Start of Entries supplied
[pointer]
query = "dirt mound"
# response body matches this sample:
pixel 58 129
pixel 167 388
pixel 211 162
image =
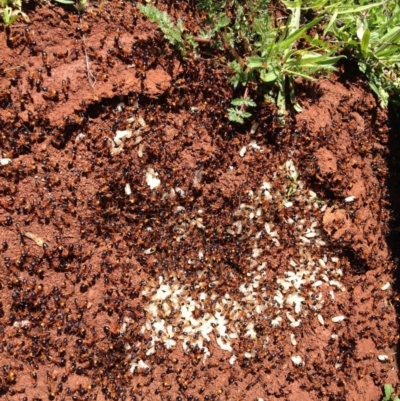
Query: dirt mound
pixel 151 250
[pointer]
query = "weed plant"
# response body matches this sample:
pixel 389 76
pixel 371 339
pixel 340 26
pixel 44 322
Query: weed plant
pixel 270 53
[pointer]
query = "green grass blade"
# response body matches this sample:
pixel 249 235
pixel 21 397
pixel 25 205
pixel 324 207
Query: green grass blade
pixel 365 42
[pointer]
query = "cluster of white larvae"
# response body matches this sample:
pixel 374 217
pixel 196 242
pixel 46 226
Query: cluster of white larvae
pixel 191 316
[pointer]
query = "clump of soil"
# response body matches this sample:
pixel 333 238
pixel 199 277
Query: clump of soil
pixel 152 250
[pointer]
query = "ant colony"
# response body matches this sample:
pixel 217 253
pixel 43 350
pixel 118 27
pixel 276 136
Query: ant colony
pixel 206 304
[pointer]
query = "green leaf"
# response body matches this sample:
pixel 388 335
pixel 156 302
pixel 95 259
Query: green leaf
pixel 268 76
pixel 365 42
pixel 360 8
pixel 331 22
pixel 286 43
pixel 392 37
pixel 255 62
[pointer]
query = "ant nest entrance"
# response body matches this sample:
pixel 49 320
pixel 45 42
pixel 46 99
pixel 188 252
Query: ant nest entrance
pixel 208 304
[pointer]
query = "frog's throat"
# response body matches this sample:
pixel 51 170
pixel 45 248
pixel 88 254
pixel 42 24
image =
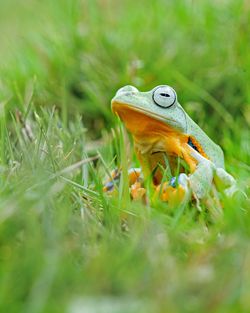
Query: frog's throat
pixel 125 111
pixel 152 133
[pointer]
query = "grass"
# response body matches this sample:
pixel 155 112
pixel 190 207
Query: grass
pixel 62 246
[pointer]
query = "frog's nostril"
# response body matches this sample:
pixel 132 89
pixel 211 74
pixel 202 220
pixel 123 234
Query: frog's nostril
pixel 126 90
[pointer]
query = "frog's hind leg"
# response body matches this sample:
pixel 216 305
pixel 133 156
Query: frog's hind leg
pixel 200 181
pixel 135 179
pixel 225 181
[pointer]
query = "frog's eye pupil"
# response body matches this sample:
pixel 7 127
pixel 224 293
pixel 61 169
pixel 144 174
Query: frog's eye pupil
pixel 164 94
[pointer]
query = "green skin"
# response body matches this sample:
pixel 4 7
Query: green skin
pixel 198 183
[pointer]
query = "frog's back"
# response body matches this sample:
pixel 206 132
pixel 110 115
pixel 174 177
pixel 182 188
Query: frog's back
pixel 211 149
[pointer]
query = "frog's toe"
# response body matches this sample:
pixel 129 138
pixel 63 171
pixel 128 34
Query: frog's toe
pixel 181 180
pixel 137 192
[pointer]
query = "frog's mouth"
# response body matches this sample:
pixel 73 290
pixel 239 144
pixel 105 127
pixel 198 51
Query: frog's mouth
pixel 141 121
End of Entries supplied
Start of Entries supplied
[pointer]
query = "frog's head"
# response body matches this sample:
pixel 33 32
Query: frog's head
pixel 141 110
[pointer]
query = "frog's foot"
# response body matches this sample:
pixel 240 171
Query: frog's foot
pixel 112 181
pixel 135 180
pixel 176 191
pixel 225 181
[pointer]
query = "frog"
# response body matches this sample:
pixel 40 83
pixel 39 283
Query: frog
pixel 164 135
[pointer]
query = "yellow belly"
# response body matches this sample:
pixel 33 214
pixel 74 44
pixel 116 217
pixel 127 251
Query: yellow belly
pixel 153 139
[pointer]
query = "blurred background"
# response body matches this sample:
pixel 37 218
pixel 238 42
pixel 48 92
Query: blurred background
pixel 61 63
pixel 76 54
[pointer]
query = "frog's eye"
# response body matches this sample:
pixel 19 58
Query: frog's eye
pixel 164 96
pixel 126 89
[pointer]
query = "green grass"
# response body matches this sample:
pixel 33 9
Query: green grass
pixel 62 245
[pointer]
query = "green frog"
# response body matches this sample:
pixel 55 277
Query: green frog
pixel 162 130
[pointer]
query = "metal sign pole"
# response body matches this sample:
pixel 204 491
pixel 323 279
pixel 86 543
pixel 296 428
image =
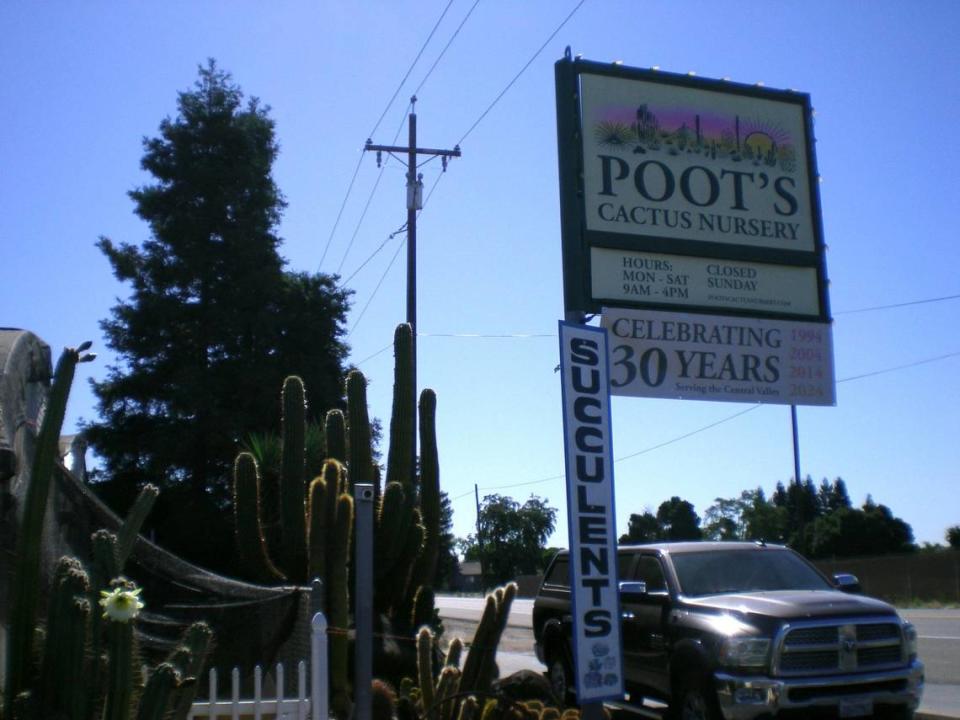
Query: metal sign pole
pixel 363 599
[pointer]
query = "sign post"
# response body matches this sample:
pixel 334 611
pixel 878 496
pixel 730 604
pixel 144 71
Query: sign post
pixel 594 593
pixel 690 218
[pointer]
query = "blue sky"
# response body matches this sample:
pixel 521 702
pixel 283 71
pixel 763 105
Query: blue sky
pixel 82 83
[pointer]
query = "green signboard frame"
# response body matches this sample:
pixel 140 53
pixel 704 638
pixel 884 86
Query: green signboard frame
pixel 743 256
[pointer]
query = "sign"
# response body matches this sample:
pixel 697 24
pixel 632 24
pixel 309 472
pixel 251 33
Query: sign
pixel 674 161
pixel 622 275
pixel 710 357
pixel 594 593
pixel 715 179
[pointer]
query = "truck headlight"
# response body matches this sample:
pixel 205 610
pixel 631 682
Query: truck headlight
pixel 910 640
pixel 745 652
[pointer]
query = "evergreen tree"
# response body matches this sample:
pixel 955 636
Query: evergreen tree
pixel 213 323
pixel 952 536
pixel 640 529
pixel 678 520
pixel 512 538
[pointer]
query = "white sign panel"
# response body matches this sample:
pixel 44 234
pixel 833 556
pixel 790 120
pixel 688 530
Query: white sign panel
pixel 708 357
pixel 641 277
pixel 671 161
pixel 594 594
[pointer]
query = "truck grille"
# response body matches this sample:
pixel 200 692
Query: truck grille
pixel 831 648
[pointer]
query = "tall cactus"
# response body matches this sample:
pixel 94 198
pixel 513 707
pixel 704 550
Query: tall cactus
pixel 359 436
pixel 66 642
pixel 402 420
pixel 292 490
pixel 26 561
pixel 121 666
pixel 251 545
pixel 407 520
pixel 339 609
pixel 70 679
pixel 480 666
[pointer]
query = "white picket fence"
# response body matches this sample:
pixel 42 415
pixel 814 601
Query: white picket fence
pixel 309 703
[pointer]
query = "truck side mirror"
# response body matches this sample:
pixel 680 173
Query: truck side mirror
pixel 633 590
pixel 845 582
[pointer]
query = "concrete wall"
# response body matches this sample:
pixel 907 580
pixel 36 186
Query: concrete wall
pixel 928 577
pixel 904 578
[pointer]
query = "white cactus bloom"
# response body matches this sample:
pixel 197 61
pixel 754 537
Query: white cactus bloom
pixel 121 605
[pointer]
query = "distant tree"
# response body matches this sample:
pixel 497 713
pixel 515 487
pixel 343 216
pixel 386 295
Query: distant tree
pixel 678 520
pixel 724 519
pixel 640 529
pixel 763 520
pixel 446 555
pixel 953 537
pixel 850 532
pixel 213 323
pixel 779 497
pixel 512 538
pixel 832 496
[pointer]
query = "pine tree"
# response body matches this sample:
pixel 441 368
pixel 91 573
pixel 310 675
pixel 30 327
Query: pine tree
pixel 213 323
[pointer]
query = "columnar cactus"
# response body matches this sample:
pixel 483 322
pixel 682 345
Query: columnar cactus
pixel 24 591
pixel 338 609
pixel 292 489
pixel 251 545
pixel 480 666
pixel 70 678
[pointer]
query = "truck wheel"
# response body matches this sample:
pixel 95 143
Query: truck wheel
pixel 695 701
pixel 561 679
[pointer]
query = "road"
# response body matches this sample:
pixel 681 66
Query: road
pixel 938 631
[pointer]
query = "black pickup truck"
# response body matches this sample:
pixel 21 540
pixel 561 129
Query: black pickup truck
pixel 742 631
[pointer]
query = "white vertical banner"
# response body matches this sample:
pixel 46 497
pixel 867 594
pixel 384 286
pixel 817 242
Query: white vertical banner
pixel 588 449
End of Entries supplied
Start of Entries supplied
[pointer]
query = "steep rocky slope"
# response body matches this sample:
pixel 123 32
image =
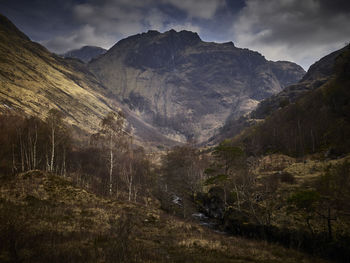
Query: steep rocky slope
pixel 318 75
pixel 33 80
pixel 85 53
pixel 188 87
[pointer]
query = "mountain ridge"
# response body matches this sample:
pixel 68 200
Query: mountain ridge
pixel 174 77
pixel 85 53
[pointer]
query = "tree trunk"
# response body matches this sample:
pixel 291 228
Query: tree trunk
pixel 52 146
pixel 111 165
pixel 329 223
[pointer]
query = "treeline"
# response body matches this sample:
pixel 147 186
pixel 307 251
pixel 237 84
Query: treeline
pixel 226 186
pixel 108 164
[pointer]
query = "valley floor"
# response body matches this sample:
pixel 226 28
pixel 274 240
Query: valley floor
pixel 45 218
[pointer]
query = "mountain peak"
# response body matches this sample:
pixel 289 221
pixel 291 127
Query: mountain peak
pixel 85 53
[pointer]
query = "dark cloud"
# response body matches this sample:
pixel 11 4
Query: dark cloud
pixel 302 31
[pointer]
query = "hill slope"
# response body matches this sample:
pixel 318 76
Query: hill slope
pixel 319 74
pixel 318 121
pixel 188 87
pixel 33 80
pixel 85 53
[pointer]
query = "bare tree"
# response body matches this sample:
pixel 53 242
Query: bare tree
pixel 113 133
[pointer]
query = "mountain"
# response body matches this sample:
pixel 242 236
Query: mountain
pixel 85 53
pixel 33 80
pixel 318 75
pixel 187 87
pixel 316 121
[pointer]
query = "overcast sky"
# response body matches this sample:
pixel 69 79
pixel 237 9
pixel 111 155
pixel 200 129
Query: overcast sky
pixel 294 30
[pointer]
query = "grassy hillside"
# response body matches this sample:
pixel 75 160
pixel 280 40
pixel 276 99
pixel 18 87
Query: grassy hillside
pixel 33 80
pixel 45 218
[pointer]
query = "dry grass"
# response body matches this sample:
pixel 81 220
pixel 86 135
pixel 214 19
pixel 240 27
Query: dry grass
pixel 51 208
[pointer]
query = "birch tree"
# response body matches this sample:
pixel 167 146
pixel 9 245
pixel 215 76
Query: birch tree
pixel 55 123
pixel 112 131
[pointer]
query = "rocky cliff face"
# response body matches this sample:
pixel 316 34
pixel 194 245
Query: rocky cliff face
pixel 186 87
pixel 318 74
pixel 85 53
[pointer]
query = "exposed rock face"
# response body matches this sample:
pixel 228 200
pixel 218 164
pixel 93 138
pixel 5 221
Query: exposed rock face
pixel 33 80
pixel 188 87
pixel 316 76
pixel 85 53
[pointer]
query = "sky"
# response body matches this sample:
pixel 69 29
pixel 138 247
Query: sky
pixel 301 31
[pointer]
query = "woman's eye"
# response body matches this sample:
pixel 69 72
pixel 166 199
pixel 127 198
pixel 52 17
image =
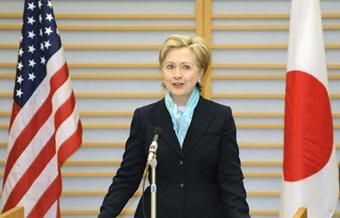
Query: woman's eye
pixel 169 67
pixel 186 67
End of Entries supplied
Your answer should consist of the lines from the line with "pixel 196 242" to the line with "pixel 276 136" above, repeated exactly, both ends included.

Completed task
pixel 196 242
pixel 46 226
Query: cluster of white larvae
pixel 191 316
[pointer]
query = "clump of soil"
# response body matches this sample:
pixel 333 238
pixel 199 277
Query: clump of soil
pixel 152 250
[pointer]
query = "ant colony"
# response body matches this sample:
pixel 217 253
pixel 43 350
pixel 118 27
pixel 276 136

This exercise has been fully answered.